O Coronavírus nos faz despertar novamente para o pesadelo comunista. |
É o que mostra Slavoj Žižek, um dos principais
teóricos marxistas da atualidade, em seu livreto “Virus”, recém-publicado na
Itália (*). Žižek revela aquilo que os marxistas há trinta anos escondem: o
globalismo substitui o socialismo como estágio preparatório ao comunismo. A
pandemia do coronavírus representa, para ele, uma imensa oportunidade de
construir uma ordem mundial sem nações e sem liberdade.
Cito e comento, a seguir, alguns trechos do
livreto de Žižek, essa obra-prima de naïveté canalha, que entrega sem disfarce
o jogo comunista-globalista de apropriação da pandemia para subverter
completamente a democracia liberal e a economia de mercado, escravizar o ser
humano e transformá-lo em um autômato desprovido de dimensão espiritual,
facilmente controlável:
“Tomara que se propague um vírus ideológico
diferente e muito mais benéfico, e só temos a torcer para que ele nos infecte:
um vírus que faça imaginar uma sociedade alternativa, uma sociedade que vá além
do Estado-nação e se realize na forma da solidariedade global e da cooperação.”

Dados registrados
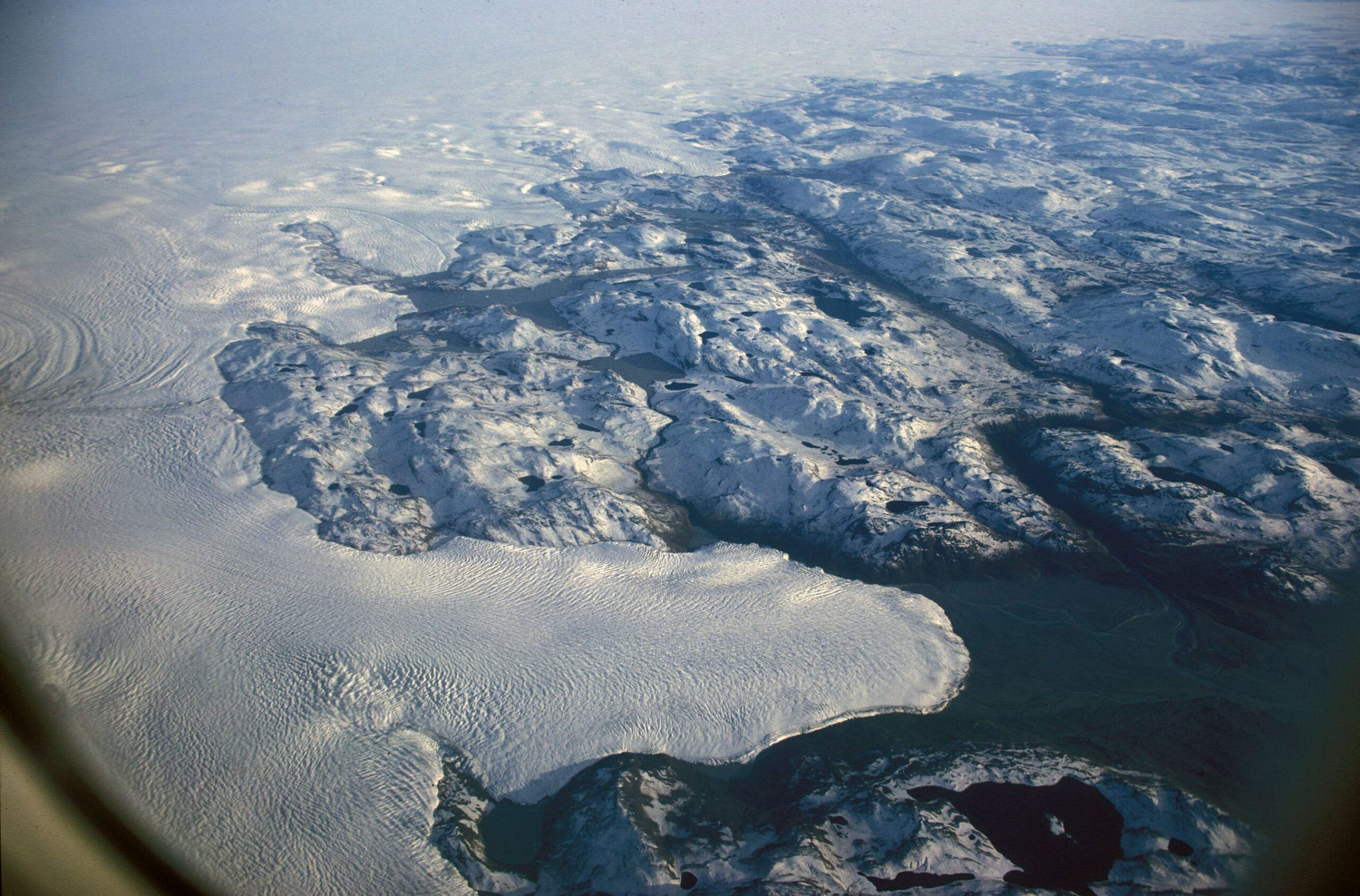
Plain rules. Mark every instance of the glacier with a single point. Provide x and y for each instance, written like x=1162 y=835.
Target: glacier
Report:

Sobre o exercício
Escreva a continuação do texto sobre o livreto de Žižek, partindo da última frase apresentada. As linhas registradas constituem material independente do texto sobre o livreto de Žižek.

Resposta
“Uma coisa é certa: novos muros e outras
quarentenas não resolverão o problema. O que funciona são a solidariedade e uma
resposta coordenada em escala global, uma nova forma daquilo que em outro
momento se chamava comunismo.”
Žižek não esconde seu anseio e sua convicção
de que um vírus “diferente e mais benéfico” do que o coronavírus, o vírus
ideológico, contagiará o mundo e permitirá construir o comunismo de uma forma
inesperada. Não está sequer interessado naquilo que funciona ou não funciona
para combater o coronavírus, a quarentena ou o fechamento de fronteiras, pois o
objetivo não é debelar a doença, e sim utilizá-la como escada para descer até o
inferno, cujas portas pareciam bloqueadas desde o colapso da União Soviética,
mas que finalmente se reabriu. Tudo em nome da “solidariedade”, claro, do mesmo
modo que no universo de 1984 de Orwell a opressão sistemática fica a cargo do
“Ministério do Amor”. Quem quiser defender suas liberdades básicas, quem quiser
continuar vivendo num Estado-Nação, estará faltando com o dever básico de
“solidariedade”.
“Um primeiro e vago modelo de uma tal coordenação na escala global é
representado pela Organização Mundial da Saúde (OMS) (...) Serão conferidos
maiores poderes a outras organizações desse tipo.”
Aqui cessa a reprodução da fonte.